Stated problem - Please recast the records below as a Markdown table with the columns Row and Line, one numbered row per line and no rows for blank lines. Omit the pictures.

——————————

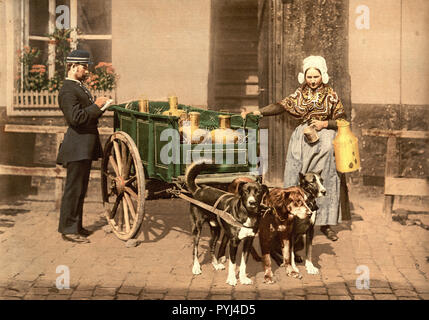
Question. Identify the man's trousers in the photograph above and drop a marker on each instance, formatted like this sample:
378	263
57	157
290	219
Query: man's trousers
74	195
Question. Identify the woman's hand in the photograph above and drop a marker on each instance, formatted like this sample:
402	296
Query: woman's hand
244	113
319	125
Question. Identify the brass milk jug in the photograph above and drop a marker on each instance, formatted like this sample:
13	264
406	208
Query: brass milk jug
224	134
144	105
192	132
346	148
174	110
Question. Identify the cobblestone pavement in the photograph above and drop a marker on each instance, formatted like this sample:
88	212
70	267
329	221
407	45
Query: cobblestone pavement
160	266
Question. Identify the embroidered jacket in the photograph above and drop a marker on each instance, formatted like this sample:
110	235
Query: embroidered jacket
321	104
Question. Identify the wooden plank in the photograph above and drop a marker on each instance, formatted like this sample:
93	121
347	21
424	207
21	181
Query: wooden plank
406	187
20	128
391	170
411	134
52	172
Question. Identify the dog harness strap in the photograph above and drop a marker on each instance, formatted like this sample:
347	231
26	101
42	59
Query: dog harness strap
223	214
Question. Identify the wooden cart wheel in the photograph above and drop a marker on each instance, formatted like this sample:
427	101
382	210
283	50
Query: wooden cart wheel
123	185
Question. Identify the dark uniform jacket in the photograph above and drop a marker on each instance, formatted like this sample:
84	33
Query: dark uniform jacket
82	140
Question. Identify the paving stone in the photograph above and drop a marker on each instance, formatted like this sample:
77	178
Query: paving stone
338	292
294	297
317	297
126	297
57	297
316	290
385	297
34	297
220	297
340	297
151	296
381	290
244	295
103	298
363	297
130	290
13	293
356	291
405	293
100	291
295	291
81	294
424	296
174	297
10	298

——————————

Expected answer -
| Row | Line |
|---|---|
| 1 | Question. Identify the man's trousers in the photograph above and drop a marker on each instance, formatted like this sample: |
| 2 | 378	263 |
| 3 | 57	157 |
| 4 | 290	219 |
| 5 | Query: man's trousers |
| 6 | 74	195 |
| 7 | Question. Identify the woman's hand in the photograph above and drop a marker on each instance, formatted like this sample: |
| 8 | 402	296 |
| 9 | Query: woman's hand |
| 10 | 244	113 |
| 11 | 319	125 |
| 12 | Question. Identify the brass milk jug in the photograph above and drop a marker on each instance, formatted like this sample: |
| 13 | 13	264 |
| 14 | 406	208 |
| 15 | Query: brass milk jug |
| 16 | 224	134 |
| 17 | 144	105 |
| 18 | 192	132 |
| 19 | 346	148 |
| 20 | 174	110 |
| 21 | Question. Identify the cobblestone pavement in the photograph above and drop a marker on each instance, formatted like this sample: |
| 22 | 88	212 |
| 23 | 70	267 |
| 24 | 329	221 |
| 25 | 407	45 |
| 26 | Query: cobblestone pavement |
| 27 | 160	266 |
| 28 | Question. Identify the embroidered jacket in the photograph above and drop a marker on each instance, formatted like this sample: |
| 29 | 110	235 |
| 30 | Query: embroidered jacket |
| 31 | 321	104 |
| 32 | Question. Identify the wooden plank in the photograph above and drop a marker on each instance, formatted like this sample: |
| 33 | 93	121 |
| 34 | 347	21 |
| 35 | 424	207 |
| 36 | 21	181 |
| 37 | Query: wooden plank |
| 38 | 406	187 |
| 39 | 20	128 |
| 40 | 391	170 |
| 41 | 411	134 |
| 42 | 52	172 |
| 43 | Question. Identify the dog harness strap in the photograph above and drop a marker on each instance, formatted like this sample: |
| 44 | 347	231 |
| 45 | 26	101 |
| 46 | 42	59 |
| 47 | Query: dog harness strap |
| 48 | 223	214 |
| 49 | Question. Identify the wooden cart wheel in the photograph above and drop a marker on each instance, formatted like this sample: |
| 50 | 427	101 |
| 51 | 382	210 |
| 52 | 283	50 |
| 53 | Query: wooden cart wheel |
| 54 | 123	185 |
| 55 | Question. Identify the dark uniform jacket in the photograph above and drop a marker on each instance, formatted like this sample: |
| 56 | 84	33 |
| 57 | Query: dark uniform jacket |
| 58 | 82	140 |
| 59 | Question. Identify the paving stone in the photograph above and drop a marker on each instance, formatted like this sample: |
| 60 | 77	178 |
| 61 | Query: paving stone |
| 62 | 338	292 |
| 63 | 294	297 |
| 64 | 317	297 |
| 65 | 126	297 |
| 66 | 57	297 |
| 67 | 316	290 |
| 68 | 385	297 |
| 69 | 34	297 |
| 70 | 220	297 |
| 71 | 340	297 |
| 72 | 151	296 |
| 73 | 381	290 |
| 74 | 244	295 |
| 75 | 103	298 |
| 76 | 363	297 |
| 77 | 130	290 |
| 78 | 13	293 |
| 79 | 356	291 |
| 80 | 405	293 |
| 81 | 100	291 |
| 82 | 295	291 |
| 83 | 81	294 |
| 84 | 424	296 |
| 85 | 174	297 |
| 86 | 10	298 |